Reading text:
India's access to nuclear power is set to grow, but not everyone is pleased by the recent developments.
Two recent developments have brightened the prospects for India’s nuclear energy sector despite widespread opposition linked to safety concerns.
First, on December 4th, Australia’s ruling Labor Party lifted the ban on the sale of uranium -- a critical fuel that runs nuclear plants -- to India.
Second, on December 16th, Prime Minister Manmohan Singh announced in Moscow, after talks with Russian President Dmitry Medvedev, that the first unit of the controversial Kudankulam Nuclear Power Plant (KKNPP) Project in Tamil Nadu will start functioning in a couple weeks, and the second within six months.
Anti-nuclear activists were outraged by these developments. "People are not yet convinced about its safety. Why rush with nuclear energy projects? It doesn't make any sense," Praful Bidwai, a columnist and activist, told Khabar South Asia on Thursday (January 5th).
In 2007, then-Prime Minister John Howard approved uranium sales to India, despite Australia’s policy not to sell nuclear fuel to countries outside the Nuclear Proliferation Treaty (NPT). The move was annulled by the Rudd government that followed.
On December 4th, Prime Minister Julia Gillards reversed that decision and went ahead with the sale. "Our refusal to sell uranium to India is not going to cause India to decide that it will no longer have nuclear weapons," she told a party conference in Sydney.
Indian nuclear experts called the Australian decision a victory.

Instructions:
- A) In the article on India's nuclear power, what date did Australia's ruling Labor Party lift its ban on selling uranium to India?
- B) Reproduce the article on India's nuclear power from "Anti-nuclear activists were" to "Thursday (January 5th).", word for word.

Data listing:
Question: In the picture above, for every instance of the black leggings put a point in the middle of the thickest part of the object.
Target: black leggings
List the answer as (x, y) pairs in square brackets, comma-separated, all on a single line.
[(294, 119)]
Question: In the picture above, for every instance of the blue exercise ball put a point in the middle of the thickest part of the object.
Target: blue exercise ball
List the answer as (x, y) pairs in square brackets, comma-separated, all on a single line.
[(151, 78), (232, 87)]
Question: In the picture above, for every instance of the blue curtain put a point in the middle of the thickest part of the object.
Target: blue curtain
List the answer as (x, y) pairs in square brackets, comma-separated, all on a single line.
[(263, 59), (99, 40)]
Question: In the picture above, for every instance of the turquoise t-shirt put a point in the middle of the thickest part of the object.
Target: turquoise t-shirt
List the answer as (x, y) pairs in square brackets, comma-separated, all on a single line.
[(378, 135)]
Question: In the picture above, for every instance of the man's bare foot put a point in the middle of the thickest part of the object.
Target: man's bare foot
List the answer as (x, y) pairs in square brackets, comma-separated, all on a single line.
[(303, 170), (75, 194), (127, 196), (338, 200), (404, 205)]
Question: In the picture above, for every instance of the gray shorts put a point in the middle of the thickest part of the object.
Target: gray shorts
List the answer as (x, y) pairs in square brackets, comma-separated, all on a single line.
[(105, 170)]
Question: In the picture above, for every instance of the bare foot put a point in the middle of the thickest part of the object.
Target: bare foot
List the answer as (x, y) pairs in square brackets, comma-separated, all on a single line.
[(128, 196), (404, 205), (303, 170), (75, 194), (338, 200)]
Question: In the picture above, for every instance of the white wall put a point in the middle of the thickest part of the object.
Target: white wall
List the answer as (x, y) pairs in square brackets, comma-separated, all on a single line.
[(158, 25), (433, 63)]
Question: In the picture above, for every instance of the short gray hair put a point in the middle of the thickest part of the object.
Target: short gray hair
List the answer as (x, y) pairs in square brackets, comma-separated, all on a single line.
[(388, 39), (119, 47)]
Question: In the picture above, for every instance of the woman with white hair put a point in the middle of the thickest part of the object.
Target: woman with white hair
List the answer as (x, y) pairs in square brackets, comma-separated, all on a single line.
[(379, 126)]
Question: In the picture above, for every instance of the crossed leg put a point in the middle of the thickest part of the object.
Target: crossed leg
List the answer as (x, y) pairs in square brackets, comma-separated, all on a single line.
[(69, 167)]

Your written answers:
- A) December 4th

- B)
Anti-nuclear activists were outraged by these developments. "People are not yet convinced about its safety. Why rush with nuclear energy projects? It doesn't make any sense," Praful Bidwai, a columnist and activist, told Khabar South Asia on Thursday (January 5th).